What needs to be done = How would you summarize the glossary in two sentences?

Quoted passage =
Strong Nuclear force: a fundamental force of nature that binds quarks and nucleons together as the nuclei of atoms.
Supernova: a stellar explosion where virtually an entire star is disrupted. For a short time the light of a supernova may outshine all other stars in it's galaxy, being about 1,000 million times brighter than our Sun.
Symmetry: in mathematics this is a similarity between different parts of an object. A symmetrical figure is one that has a line or a point about which certain operations, like reflection, rotation and translation, produce the same figure. For example, a circle has rotational Symmetry, which remains unchanged after a transformation. Symmetry is a key in understanding the Creator's Intelligent Design. Generally, there is an invariant mathematical measure at the basis of symmetrical objects, like pi in a circle.
Symmetry Breaking: The loss of Symmetry in a transformation. Since the original Creation is considered an earlier more perfect symmetry, we can view the increase of disorder, darkness and evil as Symmetry breaking events.
Synodic Period: period of apparent revolution of one celestial body about another one as observed from the Earth. A Synodic Month is the period between two indentical phases of the Moon.
transit: The passage of a smaller nearer celestial body in front of a larger body like the transit of the planet Mercury across the face of the Sun.
Tropic of Cancer: line of Latitude currently 23 degrees 27 minutes North of the Equator marking the northern boundary of the tropics. It marks the northern most position at which the Sun appears directly overhead at noon.
Tropic of Capricorn: line of Latitude currently 23 degrees 27 minutes South of the Equator marking the southern boundary of the tropics. It marks the farthest southern position at which the Sun appears directly overhead at noon.
Ultraviolet light: Electromagnetic radiation in the light Spectrum of a wavelength slightly shorter than visible light.
Uniformitarianism: The hypothesis that extensive changes in the earth, according to the geological record, have resulted from slow changes of wind volcanism and weather and other similar natural forces as opposede to sudden catastrophic changes.
Venn Diagram: a graphic representation named after British logician John Venn (1834-1923) where the relation between mathematical sets or logical statements are depicted. The sets are usually drawn as circles, like the vesica for example, where the circles overlap, showing where different sets share some elements. The Northern astronomical vesica, illustrates the precession of the pole star from Thuban of Draco to Polaris of Ursa Minor over the last 5000 years.

[Phrase grounding data]
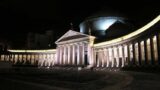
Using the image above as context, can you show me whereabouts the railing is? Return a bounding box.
[0,49,56,67]
[94,15,160,67]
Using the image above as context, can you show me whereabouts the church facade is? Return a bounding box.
[0,15,160,68]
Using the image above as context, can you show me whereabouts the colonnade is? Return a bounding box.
[94,34,160,67]
[55,42,87,66]
[0,52,55,66]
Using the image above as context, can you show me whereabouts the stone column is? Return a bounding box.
[72,44,75,65]
[127,44,131,65]
[144,40,148,65]
[138,41,142,66]
[150,37,155,65]
[67,45,71,65]
[156,33,160,65]
[63,45,67,65]
[132,43,136,65]
[58,46,63,65]
[55,46,59,64]
[121,45,126,67]
[82,43,85,65]
[76,44,80,65]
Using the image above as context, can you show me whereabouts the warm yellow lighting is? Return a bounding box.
[8,49,56,53]
[94,15,160,47]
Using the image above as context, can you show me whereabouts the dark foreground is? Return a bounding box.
[0,68,160,90]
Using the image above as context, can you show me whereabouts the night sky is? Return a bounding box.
[0,0,160,46]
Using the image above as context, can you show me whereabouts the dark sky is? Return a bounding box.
[0,0,160,45]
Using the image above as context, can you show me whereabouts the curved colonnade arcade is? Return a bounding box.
[0,49,56,67]
[0,15,160,67]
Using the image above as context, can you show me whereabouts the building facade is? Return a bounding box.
[0,15,160,68]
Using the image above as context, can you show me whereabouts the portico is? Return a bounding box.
[55,30,95,66]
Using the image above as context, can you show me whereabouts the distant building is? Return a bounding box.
[27,30,54,49]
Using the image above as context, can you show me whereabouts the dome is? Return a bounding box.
[79,12,131,38]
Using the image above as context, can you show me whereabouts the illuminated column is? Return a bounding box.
[127,44,131,65]
[106,48,110,67]
[114,46,119,67]
[12,54,15,63]
[93,49,97,66]
[76,44,80,65]
[150,37,155,65]
[67,45,71,65]
[144,40,148,65]
[121,45,126,67]
[82,43,85,65]
[55,46,60,64]
[103,48,107,66]
[58,46,63,65]
[97,49,100,67]
[101,48,105,67]
[138,41,142,66]
[111,47,115,67]
[63,45,67,65]
[99,49,103,67]
[132,43,136,65]
[72,44,75,65]
[153,35,159,65]
[156,33,160,65]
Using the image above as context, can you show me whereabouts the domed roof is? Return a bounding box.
[86,9,126,20]
[79,10,134,38]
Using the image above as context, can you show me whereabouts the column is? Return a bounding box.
[138,41,142,66]
[121,45,126,67]
[150,37,155,65]
[144,40,148,65]
[58,46,63,65]
[55,46,60,64]
[106,48,109,67]
[76,44,80,65]
[62,45,67,65]
[156,33,160,65]
[67,45,71,65]
[132,43,136,65]
[115,46,120,67]
[82,43,85,65]
[72,44,75,65]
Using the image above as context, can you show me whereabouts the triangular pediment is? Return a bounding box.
[55,30,92,43]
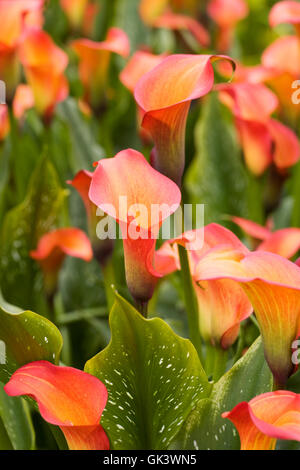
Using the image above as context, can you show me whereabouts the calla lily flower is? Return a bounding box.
[139,0,210,47]
[155,224,253,349]
[269,1,300,38]
[20,29,68,120]
[261,36,300,119]
[4,361,109,450]
[72,28,130,108]
[0,104,10,142]
[222,390,300,450]
[231,217,300,259]
[13,83,34,120]
[231,216,272,240]
[217,83,300,175]
[0,0,44,99]
[30,227,93,293]
[196,247,300,388]
[207,0,249,52]
[68,170,113,264]
[89,149,181,305]
[120,51,166,144]
[134,54,234,186]
[60,0,89,31]
[120,51,166,93]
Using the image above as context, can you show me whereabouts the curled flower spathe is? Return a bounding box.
[155,224,253,349]
[134,54,234,186]
[4,361,109,450]
[72,28,130,108]
[20,29,68,120]
[30,227,93,295]
[207,0,249,52]
[89,149,181,303]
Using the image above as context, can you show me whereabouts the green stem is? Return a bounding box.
[178,245,203,362]
[248,173,265,224]
[292,162,300,227]
[101,258,116,311]
[205,343,228,382]
[136,300,148,318]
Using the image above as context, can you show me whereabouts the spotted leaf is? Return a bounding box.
[85,296,210,450]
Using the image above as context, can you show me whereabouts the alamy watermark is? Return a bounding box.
[96,196,204,250]
[292,80,300,104]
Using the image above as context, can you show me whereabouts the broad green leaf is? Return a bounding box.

Solution to this task = The glossary defines scientific and mathematical terms running from the strong nuclear force and supernovae to the Venn diagram, including symmetry, the synodic period, transits, the Tropics of Cancer and Capricorn, ultraviolet light and uniformitarianism. Its symmetry entries call symmetry a key to understanding the Creator's Intelligent Design and treat the increase of disorder, darkness and evil as symmetry-breaking events.